### Brief 1
Please write out the stretch of the Olgunia text from "Whilst it is" through "of either organism.".
### Brief 2
In the Olgunia text, what kind of rock preserves the fossils?

Olgunia bondarenkoae consists of a grouping of oval, saccular bodies, which grow up to a maximum length of 50 mm, and a width of 10 mm. These are suggested to have stood up above the surface, and were attached to the substrate via small attachment disks, similar to Funisia and Vaveliksia, which are recorded to get up to 7 mm in diameter, with some noted to have tubercles in their center. The saccular bodies are noted to have irregular transverse partitions, ranging from intervals of 1-5 mm, with noted zonal 'grouping' of some of the partitions, which has been suggested to be a response to a change in the local environment, something observed in tabulate corals.

Whilst it is noted to be similar to other members of the family Olgunidae, it still has many noted distinctive differences. Compared to Vaveliksia, there are a greater number of less regularly arranged partitions, alongside dichotomous branching of the saccular bodies and a colonial lifestyle. Compared to Funisia, the bodies are more sac-like in nature instead of stick-like, and the differing concentric nature of either organism.

== Taphonomy ==
The fossils of Olgunia are preserved within greenish-grey to reddish medium-grained sandstones, which are convex in shape with high and low relief, and the central parts of the fossils are slightly raised, forming a hummock shape. It is suggested that they were buried due to mounds of sand settling around the sac-like bodies, and later gained their depressed shape when they inverted due to the uneven compaction of the sand and surrounding silts, causing the organic material to sink, with the convexity downwards, during fossilisation.

The fossil material itself appear regularly in a fan-like shape, with small rounded circular forms in the centre that are encircled by suboval bodies radiating outwards. From this, it is suggested that the circular forms represent the holdfast disks of the sac-like bodies, which most likely stood erect from the surface of the substrate. This is further supported by the bodies overlapping each other, and due to the higher number of disks to bodies, the marginal bodies were the only ones preserved, whilst the more central ones decomposed, again further hinted at some of the central disks still preserving tubercles. The bodies were also three dimensional in shape, due to the ability of being able to separate some of the bodies from the matrix, and bear similarities to Funisia, which are regarded as three dimensional hollow tubes.

(Stored items)
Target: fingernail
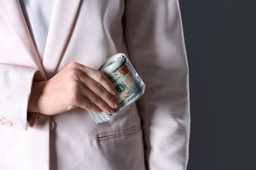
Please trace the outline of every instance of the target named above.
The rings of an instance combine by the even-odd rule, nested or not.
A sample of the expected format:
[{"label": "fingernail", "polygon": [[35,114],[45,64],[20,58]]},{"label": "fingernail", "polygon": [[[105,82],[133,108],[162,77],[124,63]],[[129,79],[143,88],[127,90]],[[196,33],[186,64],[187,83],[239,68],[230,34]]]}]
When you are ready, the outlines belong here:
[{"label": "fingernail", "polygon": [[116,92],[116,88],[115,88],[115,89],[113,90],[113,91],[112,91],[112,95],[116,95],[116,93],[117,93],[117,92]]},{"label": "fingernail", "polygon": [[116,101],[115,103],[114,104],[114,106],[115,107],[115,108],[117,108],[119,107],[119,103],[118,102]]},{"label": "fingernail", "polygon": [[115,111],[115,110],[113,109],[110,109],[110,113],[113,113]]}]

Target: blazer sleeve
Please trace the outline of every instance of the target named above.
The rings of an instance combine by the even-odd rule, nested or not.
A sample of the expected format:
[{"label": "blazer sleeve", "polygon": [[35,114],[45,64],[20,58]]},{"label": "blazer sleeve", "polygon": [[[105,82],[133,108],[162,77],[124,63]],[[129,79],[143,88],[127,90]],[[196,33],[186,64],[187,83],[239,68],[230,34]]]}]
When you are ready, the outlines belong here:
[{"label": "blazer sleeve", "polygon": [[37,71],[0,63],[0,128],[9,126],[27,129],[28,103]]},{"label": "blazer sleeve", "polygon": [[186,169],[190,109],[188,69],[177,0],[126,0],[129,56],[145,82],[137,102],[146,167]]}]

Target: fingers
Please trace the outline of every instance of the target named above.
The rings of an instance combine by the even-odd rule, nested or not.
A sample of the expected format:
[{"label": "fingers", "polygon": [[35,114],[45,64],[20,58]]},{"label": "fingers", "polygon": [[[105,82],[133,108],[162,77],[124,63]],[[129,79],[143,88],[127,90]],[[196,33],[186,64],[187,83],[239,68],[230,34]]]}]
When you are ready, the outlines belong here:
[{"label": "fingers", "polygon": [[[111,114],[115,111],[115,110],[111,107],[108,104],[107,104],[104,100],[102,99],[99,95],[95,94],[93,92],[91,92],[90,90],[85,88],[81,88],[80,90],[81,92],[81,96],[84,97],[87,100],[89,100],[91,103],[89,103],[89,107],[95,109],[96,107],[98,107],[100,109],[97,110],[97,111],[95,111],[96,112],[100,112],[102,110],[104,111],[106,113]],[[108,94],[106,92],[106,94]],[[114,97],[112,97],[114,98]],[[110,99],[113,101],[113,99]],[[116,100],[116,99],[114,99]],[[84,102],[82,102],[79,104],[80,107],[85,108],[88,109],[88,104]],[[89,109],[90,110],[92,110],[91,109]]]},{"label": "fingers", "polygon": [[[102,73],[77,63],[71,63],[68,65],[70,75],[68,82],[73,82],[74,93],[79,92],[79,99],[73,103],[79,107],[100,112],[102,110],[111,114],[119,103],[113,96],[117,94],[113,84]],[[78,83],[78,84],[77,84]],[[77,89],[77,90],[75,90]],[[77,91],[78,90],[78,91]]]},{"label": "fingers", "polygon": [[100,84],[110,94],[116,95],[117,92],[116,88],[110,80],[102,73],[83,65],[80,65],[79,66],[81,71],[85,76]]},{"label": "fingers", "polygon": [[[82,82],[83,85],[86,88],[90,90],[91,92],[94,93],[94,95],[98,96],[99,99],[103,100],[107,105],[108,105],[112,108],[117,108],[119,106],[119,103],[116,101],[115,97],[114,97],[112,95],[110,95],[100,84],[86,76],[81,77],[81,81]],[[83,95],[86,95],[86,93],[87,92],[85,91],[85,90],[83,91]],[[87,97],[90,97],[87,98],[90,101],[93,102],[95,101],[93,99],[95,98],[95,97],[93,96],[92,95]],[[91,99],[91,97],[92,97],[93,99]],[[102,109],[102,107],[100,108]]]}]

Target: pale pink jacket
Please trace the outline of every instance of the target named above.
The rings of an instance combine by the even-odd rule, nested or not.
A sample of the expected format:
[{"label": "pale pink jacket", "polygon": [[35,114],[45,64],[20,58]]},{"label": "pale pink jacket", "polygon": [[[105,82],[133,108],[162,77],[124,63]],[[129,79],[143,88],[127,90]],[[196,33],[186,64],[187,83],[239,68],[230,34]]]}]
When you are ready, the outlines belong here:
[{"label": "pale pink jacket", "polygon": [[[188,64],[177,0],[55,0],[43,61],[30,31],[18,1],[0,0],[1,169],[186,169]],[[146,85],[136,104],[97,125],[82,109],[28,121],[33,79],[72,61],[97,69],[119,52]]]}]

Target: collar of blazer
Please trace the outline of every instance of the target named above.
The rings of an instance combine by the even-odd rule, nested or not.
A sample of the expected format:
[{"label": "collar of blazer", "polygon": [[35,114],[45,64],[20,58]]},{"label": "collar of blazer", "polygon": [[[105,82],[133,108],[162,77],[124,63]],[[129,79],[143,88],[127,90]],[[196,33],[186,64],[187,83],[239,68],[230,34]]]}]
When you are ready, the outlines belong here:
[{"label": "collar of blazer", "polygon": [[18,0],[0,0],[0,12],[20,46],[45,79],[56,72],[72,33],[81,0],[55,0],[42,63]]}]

### Answer 1
Whilst it is noted to be similar to other members of the family Olgunidae, it still has many noted distinctive differences. Compared to Vaveliksia, there are a greater number of less regularly arranged partitions, alongside dichotomous branching of the saccular bodies and a colonial lifestyle. Compared to Funisia, the bodies are more sac-like in nature instead of stick-like, and the differing concentric nature of either organism.

### Answer 2
Greenish-grey to reddish medium-grained sandstones.